BRANO FORNITO:
“Rabbì, chi ha peccato, lui o i suoi genitori, perché sia nato cieco?” (Gv 9, 2). Nel Vangelo di oggi è posta la domanda per eccellenza: di chi è la colpa? A causa di chi ci troviamo in questa situazione?
La domanda di sempre, ora attualizzata: di chi è la colpa di questa pandemia? Dei cinesi? Dei tedeschi? Degli italiani? Dei pipistrelli? Di chi ha mangiato i pipistrelli? Di chi è andato in Cina? Di chi è venuto in Italia? Di chi ha taciuto? Eccetera eccetera…
Cerchiamo sempre un colpevole, perché cerchiamo sempre un capro espiatorio, e cerchiamo un capro espiatorio perché questo ci permette di riprendere il controllo, di tornare ad avere stabilità: almeno sappiamo di chi è la colpa.
Una domanda folle, priva di senso: quanti di noi si macerano ponendosela per tutta la vita? Di chi è la colpa della mia attuale situazione? Perché sono così? A causa di che? Una domanda che può consumarci, perché induce a volgersi a guardare indietro, a scavare senza fine nel passato, e quindi a cercare le cause, di cui poi però si devono cercare le cause, in un inseguimento infinito che, alla fin fine, non serve semplicemente a niente.
Perché il passato è passato, e ora tu sei qui, e mentre cerchi le cause, non vivi il presente.
Con la sua risposta Gesù mostra che i primi ciechi sono proprio i suoi discepoli e, prima di curare il cieco nato, cura loro: “Né lui ha peccato né i suoi genitori, ma è perché in lui siano manifestate le opere di Dio.” (Gv 9, 3). Una frase lapidaria, che però compie una rivoluzione copernicana, inducendo i suoi a passare da una interpretazione causale a una finalistica: è il passaggio da “a causa di chi” a “in vista di che”.
Cercare la causa non coinvolge chi si pone la domanda, perché lo induce a cercare altrove: lo disimpegna e gli permette il vittimismo.

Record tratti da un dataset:
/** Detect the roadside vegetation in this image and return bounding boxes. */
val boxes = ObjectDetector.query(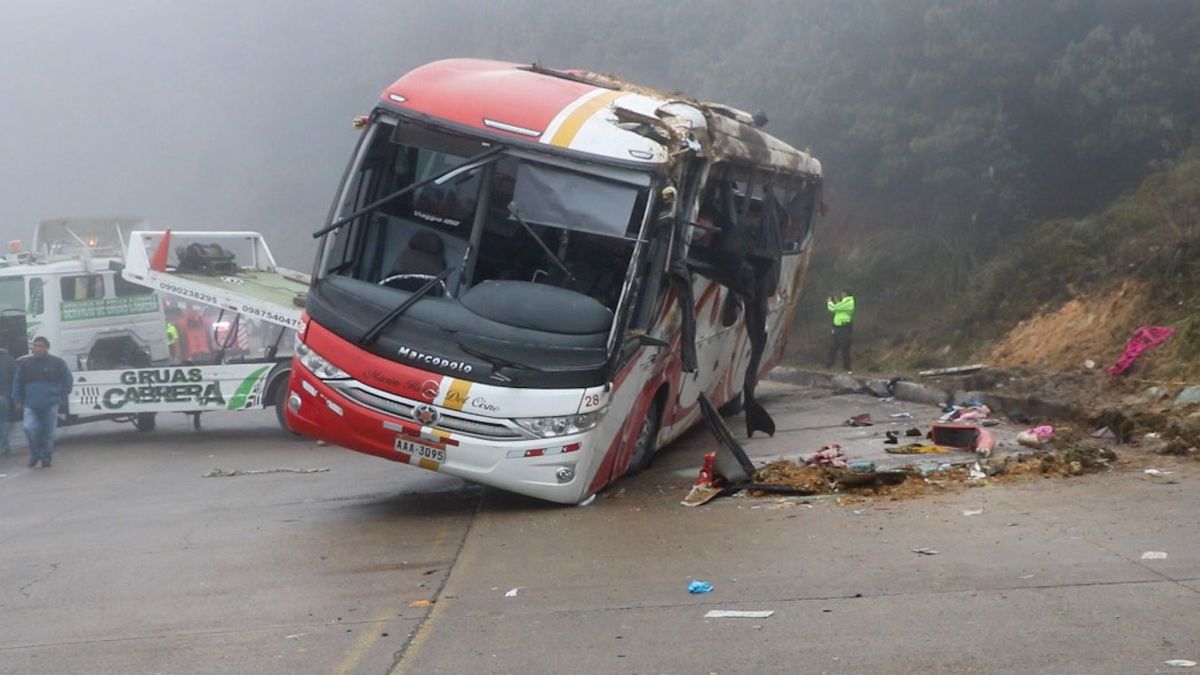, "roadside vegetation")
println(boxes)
[439,0,1200,377]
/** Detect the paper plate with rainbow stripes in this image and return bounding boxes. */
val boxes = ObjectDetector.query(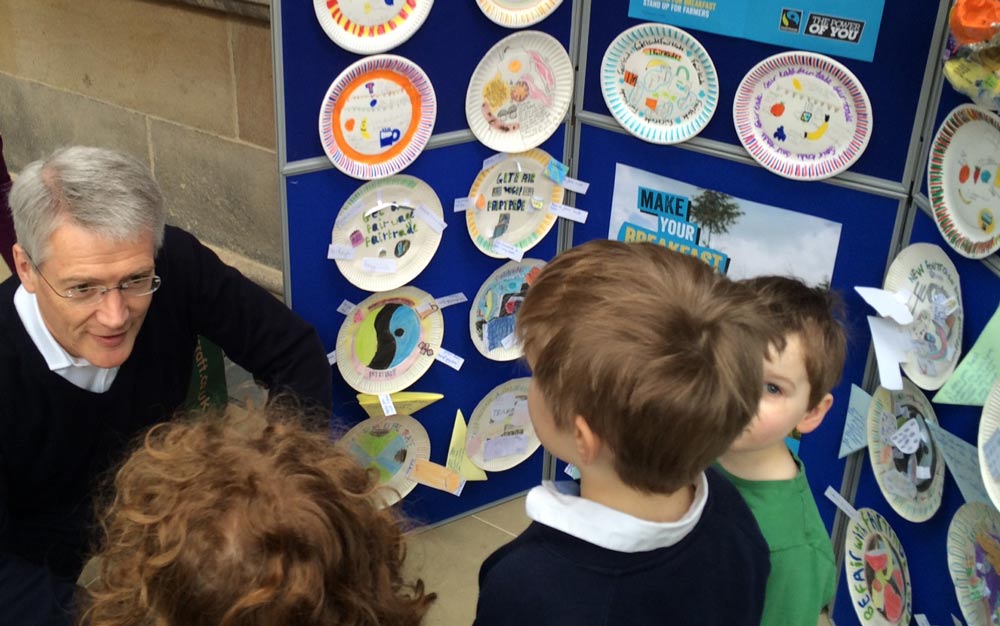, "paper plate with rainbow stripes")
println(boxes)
[927,104,1000,259]
[319,54,437,180]
[601,23,719,144]
[733,51,872,180]
[313,0,434,54]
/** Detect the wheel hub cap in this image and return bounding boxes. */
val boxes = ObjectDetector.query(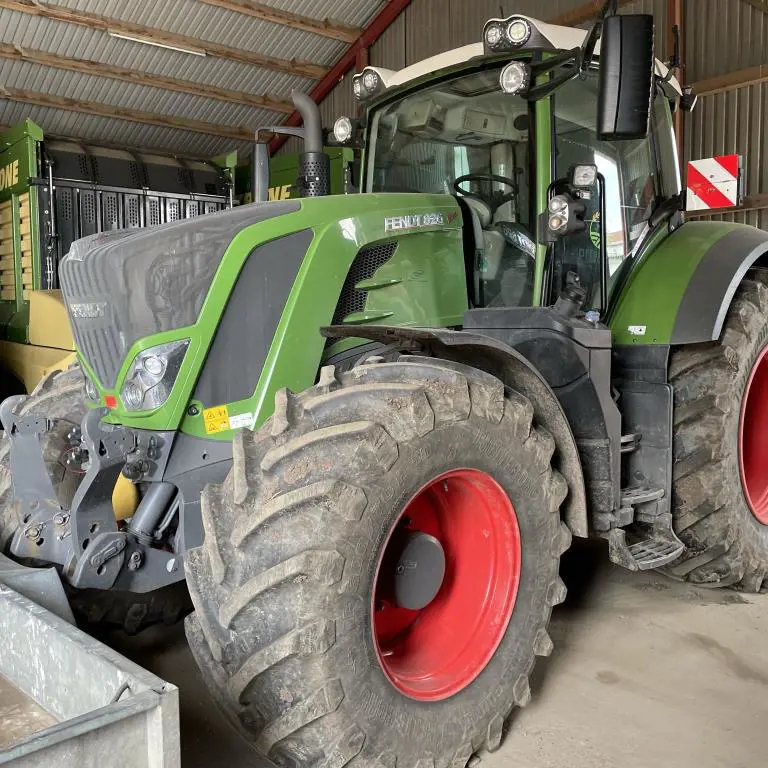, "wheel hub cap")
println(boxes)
[371,469,522,701]
[739,347,768,525]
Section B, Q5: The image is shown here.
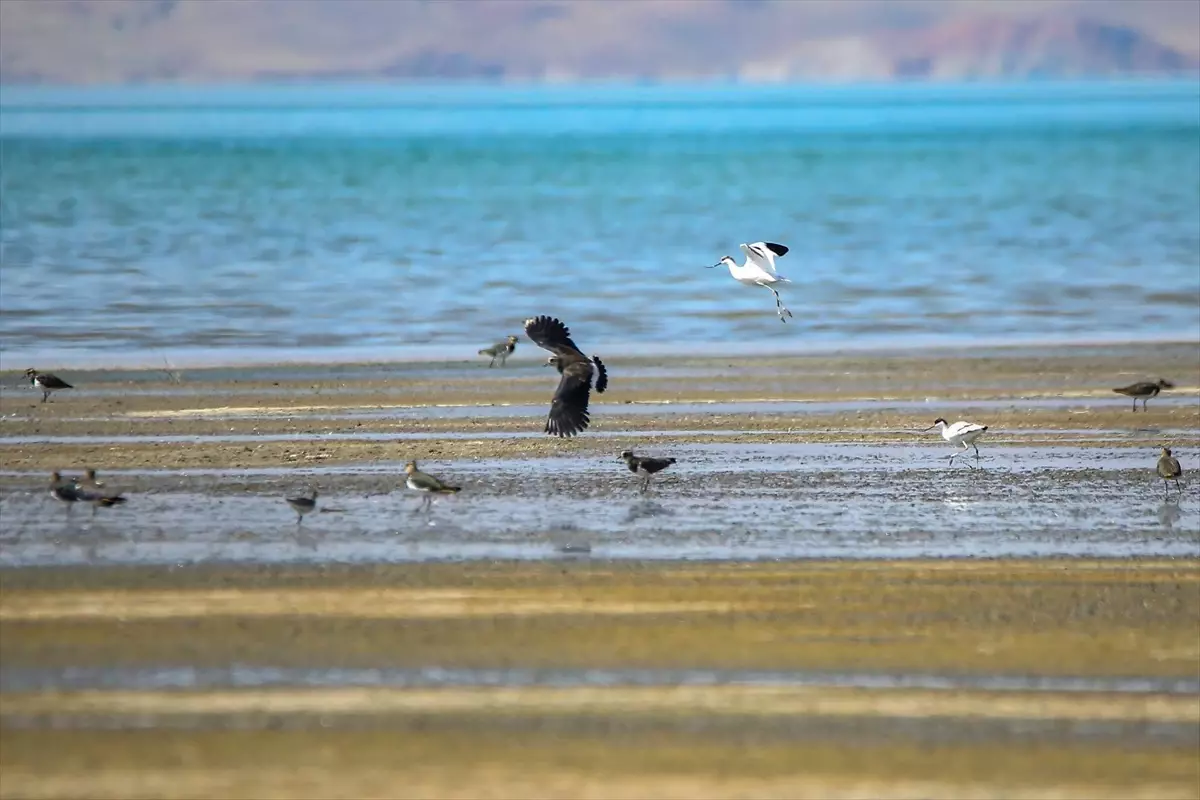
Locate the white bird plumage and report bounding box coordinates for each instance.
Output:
[708,241,792,323]
[925,417,988,469]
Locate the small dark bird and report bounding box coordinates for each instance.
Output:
[1112,378,1175,411]
[526,317,608,437]
[286,488,317,525]
[404,461,462,512]
[479,336,517,367]
[25,369,74,403]
[620,450,674,493]
[50,473,83,513]
[1158,447,1183,497]
[74,467,126,517]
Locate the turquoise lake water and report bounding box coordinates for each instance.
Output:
[0,83,1200,369]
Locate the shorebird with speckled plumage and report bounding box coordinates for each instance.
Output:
[1112,378,1175,413]
[284,488,317,525]
[25,369,74,403]
[404,461,462,513]
[479,336,517,367]
[1157,447,1183,497]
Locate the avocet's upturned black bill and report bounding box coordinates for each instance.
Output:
[526,315,608,437]
[25,369,74,403]
[708,241,792,323]
[1112,378,1175,411]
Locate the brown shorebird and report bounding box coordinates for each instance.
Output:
[526,317,608,437]
[286,487,317,525]
[50,473,84,513]
[620,450,676,493]
[74,467,125,517]
[479,336,517,367]
[25,369,74,403]
[1112,378,1175,411]
[404,461,462,513]
[1158,447,1183,497]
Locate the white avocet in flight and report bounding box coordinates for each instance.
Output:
[925,417,988,469]
[708,241,792,323]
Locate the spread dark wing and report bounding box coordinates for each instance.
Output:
[549,362,592,437]
[592,355,608,395]
[526,315,587,361]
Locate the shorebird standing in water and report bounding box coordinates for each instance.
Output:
[1158,447,1183,497]
[25,369,74,403]
[404,461,462,513]
[284,487,317,525]
[526,317,608,437]
[479,336,517,367]
[1112,378,1175,413]
[620,450,676,494]
[925,417,988,469]
[707,241,792,323]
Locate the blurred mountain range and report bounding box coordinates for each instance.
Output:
[0,0,1200,84]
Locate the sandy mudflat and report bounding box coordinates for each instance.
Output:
[0,343,1200,471]
[0,343,1200,799]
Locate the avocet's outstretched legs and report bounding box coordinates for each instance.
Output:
[758,283,793,323]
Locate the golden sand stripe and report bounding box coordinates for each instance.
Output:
[0,685,1200,724]
[0,588,748,621]
[0,765,1196,800]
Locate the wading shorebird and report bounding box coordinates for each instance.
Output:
[479,336,517,367]
[404,461,462,513]
[50,473,83,513]
[707,241,792,323]
[1158,447,1183,497]
[25,369,74,403]
[620,450,676,493]
[1112,378,1175,413]
[284,487,317,525]
[526,317,608,437]
[924,417,988,469]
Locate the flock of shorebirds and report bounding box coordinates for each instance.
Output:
[18,242,1183,525]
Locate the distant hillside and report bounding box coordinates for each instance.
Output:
[0,0,1200,84]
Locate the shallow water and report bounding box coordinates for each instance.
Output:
[0,443,1200,566]
[0,82,1200,366]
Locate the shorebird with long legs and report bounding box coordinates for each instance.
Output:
[404,461,462,513]
[707,241,792,323]
[25,369,74,403]
[1112,378,1175,413]
[526,317,608,437]
[50,473,83,513]
[1157,447,1183,497]
[620,450,676,494]
[284,487,317,525]
[479,336,517,367]
[924,417,988,469]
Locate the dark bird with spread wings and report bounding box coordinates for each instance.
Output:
[526,317,608,437]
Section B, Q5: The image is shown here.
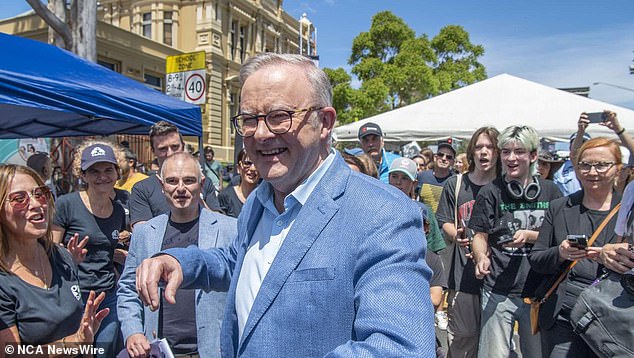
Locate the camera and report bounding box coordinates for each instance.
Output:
[497,234,515,245]
[586,112,607,123]
[566,235,588,249]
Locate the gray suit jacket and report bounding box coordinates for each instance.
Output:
[117,209,237,357]
[167,155,435,357]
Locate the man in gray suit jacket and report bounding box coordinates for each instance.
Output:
[117,152,236,357]
[137,53,435,357]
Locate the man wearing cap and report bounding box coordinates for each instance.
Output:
[359,122,400,184]
[114,148,147,193]
[388,157,447,253]
[418,141,456,213]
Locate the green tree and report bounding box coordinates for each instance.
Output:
[326,11,486,124]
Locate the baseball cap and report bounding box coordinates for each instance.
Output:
[388,157,416,181]
[570,132,592,142]
[359,122,383,139]
[436,141,456,155]
[81,144,119,170]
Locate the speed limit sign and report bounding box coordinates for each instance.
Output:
[185,70,206,104]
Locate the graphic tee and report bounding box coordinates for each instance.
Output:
[53,192,126,292]
[436,175,483,295]
[468,178,561,297]
[0,245,83,344]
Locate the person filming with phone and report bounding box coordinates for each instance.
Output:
[528,136,622,357]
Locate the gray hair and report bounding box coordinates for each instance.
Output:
[498,126,539,175]
[158,152,204,181]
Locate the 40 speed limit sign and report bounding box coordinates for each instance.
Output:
[165,51,207,104]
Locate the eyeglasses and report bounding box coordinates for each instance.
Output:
[7,186,51,210]
[231,107,324,138]
[577,162,616,174]
[436,152,453,160]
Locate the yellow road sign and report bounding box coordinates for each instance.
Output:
[165,51,205,73]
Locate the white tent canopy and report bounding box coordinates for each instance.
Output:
[334,74,634,142]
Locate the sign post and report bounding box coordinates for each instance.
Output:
[165,51,207,104]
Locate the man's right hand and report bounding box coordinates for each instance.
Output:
[475,255,491,280]
[125,333,150,358]
[136,255,183,311]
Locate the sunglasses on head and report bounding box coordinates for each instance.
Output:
[436,152,453,160]
[7,186,51,209]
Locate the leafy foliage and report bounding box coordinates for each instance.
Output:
[325,11,487,124]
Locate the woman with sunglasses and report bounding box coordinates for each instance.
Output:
[0,164,108,350]
[218,149,260,218]
[529,137,621,357]
[53,141,126,357]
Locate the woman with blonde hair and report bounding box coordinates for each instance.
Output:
[53,140,126,357]
[0,164,108,350]
[528,137,622,357]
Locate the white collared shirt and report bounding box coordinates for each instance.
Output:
[236,149,337,340]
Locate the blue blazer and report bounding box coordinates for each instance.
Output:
[117,209,237,357]
[167,155,435,357]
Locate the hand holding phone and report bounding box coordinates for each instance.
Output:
[566,235,588,250]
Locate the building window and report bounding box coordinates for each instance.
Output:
[143,73,163,92]
[143,12,152,39]
[214,2,222,21]
[229,21,238,60]
[163,11,174,46]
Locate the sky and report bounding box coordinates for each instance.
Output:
[0,0,634,109]
[283,0,634,109]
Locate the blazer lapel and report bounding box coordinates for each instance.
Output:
[238,156,348,351]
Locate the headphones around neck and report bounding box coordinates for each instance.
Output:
[506,176,542,202]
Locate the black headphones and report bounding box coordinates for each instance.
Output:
[506,176,542,202]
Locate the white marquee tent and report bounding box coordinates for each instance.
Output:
[334,74,634,142]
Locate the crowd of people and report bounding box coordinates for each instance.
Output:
[0,54,634,357]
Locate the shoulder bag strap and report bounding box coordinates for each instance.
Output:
[453,174,462,230]
[541,203,621,302]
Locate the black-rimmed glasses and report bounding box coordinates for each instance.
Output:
[7,186,51,210]
[577,162,616,174]
[231,107,324,138]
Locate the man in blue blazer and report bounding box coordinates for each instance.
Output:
[137,53,435,357]
[117,152,237,357]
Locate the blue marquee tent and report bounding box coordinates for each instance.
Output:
[0,33,202,139]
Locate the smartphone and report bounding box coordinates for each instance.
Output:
[586,112,606,123]
[566,235,588,249]
[497,235,515,245]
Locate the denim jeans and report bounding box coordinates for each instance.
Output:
[82,289,123,358]
[478,288,542,358]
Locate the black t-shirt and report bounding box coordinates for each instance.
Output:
[0,246,83,344]
[161,218,198,354]
[130,175,220,224]
[436,175,483,295]
[54,192,125,292]
[218,186,243,218]
[468,177,561,297]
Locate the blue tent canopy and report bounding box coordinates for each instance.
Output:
[0,33,202,139]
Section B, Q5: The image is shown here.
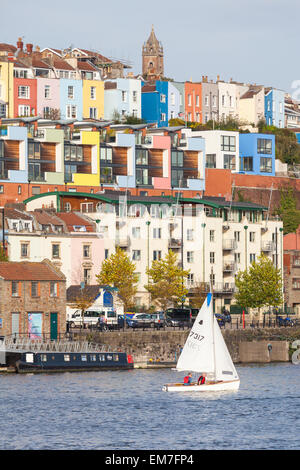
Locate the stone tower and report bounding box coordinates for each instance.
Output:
[142,25,164,80]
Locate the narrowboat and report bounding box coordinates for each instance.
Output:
[6,351,133,373]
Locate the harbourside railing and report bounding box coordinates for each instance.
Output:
[2,336,112,353]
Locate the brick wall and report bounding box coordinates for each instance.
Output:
[0,279,66,336]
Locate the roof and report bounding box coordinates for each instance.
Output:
[0,42,17,52]
[54,212,95,232]
[0,260,65,281]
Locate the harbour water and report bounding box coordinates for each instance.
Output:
[0,363,300,450]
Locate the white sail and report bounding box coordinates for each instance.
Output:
[176,294,214,373]
[176,294,238,381]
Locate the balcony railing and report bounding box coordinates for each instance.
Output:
[168,238,181,249]
[261,242,275,251]
[223,240,237,251]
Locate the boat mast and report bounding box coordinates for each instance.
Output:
[210,267,216,380]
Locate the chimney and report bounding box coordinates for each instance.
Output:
[26,44,33,54]
[17,38,23,51]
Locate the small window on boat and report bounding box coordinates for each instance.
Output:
[26,353,33,362]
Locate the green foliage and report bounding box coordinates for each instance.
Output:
[235,255,283,308]
[96,248,138,311]
[274,186,300,235]
[145,250,189,310]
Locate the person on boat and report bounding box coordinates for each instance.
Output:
[198,374,205,385]
[183,372,193,385]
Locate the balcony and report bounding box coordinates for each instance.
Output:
[115,237,129,248]
[168,238,181,250]
[222,239,237,251]
[261,242,275,252]
[223,261,236,273]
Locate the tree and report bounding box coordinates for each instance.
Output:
[96,247,138,312]
[235,255,283,309]
[145,250,189,310]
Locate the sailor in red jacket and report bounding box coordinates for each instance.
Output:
[183,372,193,385]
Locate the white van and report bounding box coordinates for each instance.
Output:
[69,307,118,328]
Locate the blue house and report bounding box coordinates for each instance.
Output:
[265,88,284,128]
[239,133,275,176]
[142,81,169,127]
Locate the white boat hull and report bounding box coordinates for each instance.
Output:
[162,379,240,392]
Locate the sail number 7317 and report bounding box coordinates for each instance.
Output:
[189,331,204,341]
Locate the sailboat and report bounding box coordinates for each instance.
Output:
[162,293,240,392]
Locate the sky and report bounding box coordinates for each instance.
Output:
[0,0,300,94]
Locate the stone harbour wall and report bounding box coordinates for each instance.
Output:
[81,327,300,367]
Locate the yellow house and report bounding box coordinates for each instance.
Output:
[0,56,14,118]
[82,80,104,119]
[68,131,100,186]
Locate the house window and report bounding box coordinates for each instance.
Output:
[21,243,29,258]
[90,108,97,119]
[18,86,30,99]
[11,281,19,297]
[52,243,60,258]
[132,250,141,261]
[44,85,50,98]
[221,135,235,152]
[241,157,253,171]
[153,228,161,238]
[257,139,272,155]
[66,104,77,119]
[224,154,235,170]
[83,245,91,258]
[206,153,217,168]
[186,228,194,241]
[260,157,272,173]
[153,250,161,261]
[187,273,194,286]
[83,268,91,285]
[68,86,74,99]
[132,227,141,238]
[31,281,39,297]
[91,86,96,100]
[50,281,58,297]
[18,105,30,117]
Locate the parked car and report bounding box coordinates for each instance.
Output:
[151,312,165,329]
[277,316,296,326]
[165,308,192,327]
[127,313,155,328]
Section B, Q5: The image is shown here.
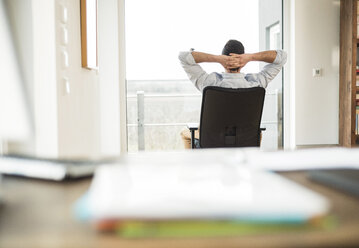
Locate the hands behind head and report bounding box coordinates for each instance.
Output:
[221,53,250,70]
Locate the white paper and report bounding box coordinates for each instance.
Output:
[88,150,329,220]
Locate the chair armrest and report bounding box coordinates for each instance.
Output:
[187,123,199,131]
[187,123,199,149]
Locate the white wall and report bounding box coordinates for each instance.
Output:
[284,0,340,147]
[6,0,122,158]
[55,0,100,157]
[98,0,124,156]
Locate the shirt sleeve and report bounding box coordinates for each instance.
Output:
[246,50,287,88]
[178,51,218,91]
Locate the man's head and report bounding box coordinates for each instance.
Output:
[222,40,244,72]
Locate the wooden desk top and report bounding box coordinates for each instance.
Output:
[0,172,359,248]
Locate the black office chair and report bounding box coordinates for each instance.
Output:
[188,86,265,148]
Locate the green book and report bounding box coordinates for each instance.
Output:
[115,217,335,238]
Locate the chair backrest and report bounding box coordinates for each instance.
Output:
[199,86,265,148]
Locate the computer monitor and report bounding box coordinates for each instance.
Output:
[0,0,31,147]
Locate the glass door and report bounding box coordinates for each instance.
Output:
[125,0,282,152]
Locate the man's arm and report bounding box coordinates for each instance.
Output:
[178,52,220,91]
[226,51,277,68]
[242,50,287,88]
[192,52,237,69]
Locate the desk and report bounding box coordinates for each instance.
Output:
[0,172,359,248]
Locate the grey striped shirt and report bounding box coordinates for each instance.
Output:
[178,50,287,92]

COMPITI DA SVOLGERE:
A - Trascrivi fedelmente il passo della riflessione sul cieco nato che va da "Una domanda folle, priva" fino a "semplicemente a niente.", quest'ultimo compreso.
B - Elenca tutti i possibili colpevoli della pandemia che la riflessione sul cieco nato nomina nelle sue domande.
C - Prosegui la riflessione sul cieco nato dopo l'ultima frase riportata.

RISPOSTE PER COMPITO:
A -
Una domanda folle, priva di senso: quanti di noi si macerano ponendosela per tutta la vita? Di chi è la colpa della mia attuale situazione? Perché sono così? A causa di che? Una domanda che può consumarci, perché induce a volgersi a guardare indietro, a scavare senza fine nel passato, e quindi a cercare le cause, di cui poi però si devono cercare le cause, in un inseguimento infinito che, alla fin fine, non serve semplicemente a niente.

B -
I cinesi
I tedeschi
Gli italiani
I pipistrelli
Chi ha mangiato i pipistrelli
Chi è andato in Cina
Chi è venuto in Italia
Chi ha taciuto

C -
Cercare il fine di una situazione o di un accadimento, invece, ti compromette, perché ti devi necessariamente chiedere in che modo quanto succede serve a te, cosa ne puoi fare – e questa è tutta un’altra storia.
In vista di che mi trovo rinchiuso in quarantena? In vista di che sto sperimentando la povertà e l’esposizione? In vista di che la mia esistenza attuale è messa in crisi?
Per la gloria di Dio.
Questo è il fine, l’orizzonte aurorale simboleggiato in questa domenica dal rosaceo dei paramenti, che se anche può rendere un po’ ridicoli noi preti quando lo indossiamo, mantiene il suo significato evocativo di una speranza che sta sorgendo, della Pasqua che si avvicina.
Sant’Ignazio di Loyola descrive bene, al n. 23 degli Esercizi Spirituali, il perno fondamentale, il Principio e Fondamento, cioè il fine ultimo dell’autentico cammino dell’uomo: “L’uomo è creato per lodare, riverire e servire Dio nostro Signore, e così raggiungere la salvezza; le altre realtà di questo mondo sono create per l’uomo e per aiutarlo a conseguire il fine per cui è creato. Da questo segue che l’uomo deve servirsene tanto quanto lo aiutano per il suo fine, e deve allontanarsene tanto quanto gli sono di ostacolo. Perciò è necessario renderci indifferenti verso tutte le realtà create (in tutto quello che è lasciato alla scelta del nostro libero arbitrio e non gli è proibito), in modo che non desideriamo da parte nostra la salute piuttosto che la malattia, la ricchezza piuttosto che la povertà, l’onore piuttosto che il disonore, una vita lunga piuttosto che una vita breve, e così per tutto il resto, desiderando e scegliendo soltanto quello che ci può condurre di più al fine per cui siamo creati.”
E allora a qualcuno serve la malattia per amare di più; a qualcun altro la salute. Qualcuno solo toccando il fondo scopre la forza di rialzarsi e il desiderio di vivere; qualcun altro richiede maggiore stabilità… e così via.
Tutto, secondo il Principio e Fondamento, può essere preso e metabolizzato per essere trasformato in occasione di amare, di essere segno della presenza di Dio nel mondo – per la gloria di Dio, appunto.
Chiediti allora non di chi è la colpa, ma cosa puoi fare di tutto quello che stai vivendo, e come puoi usarlo per raggiungere al meglio la tua vera fisionomia di figlio di Dio.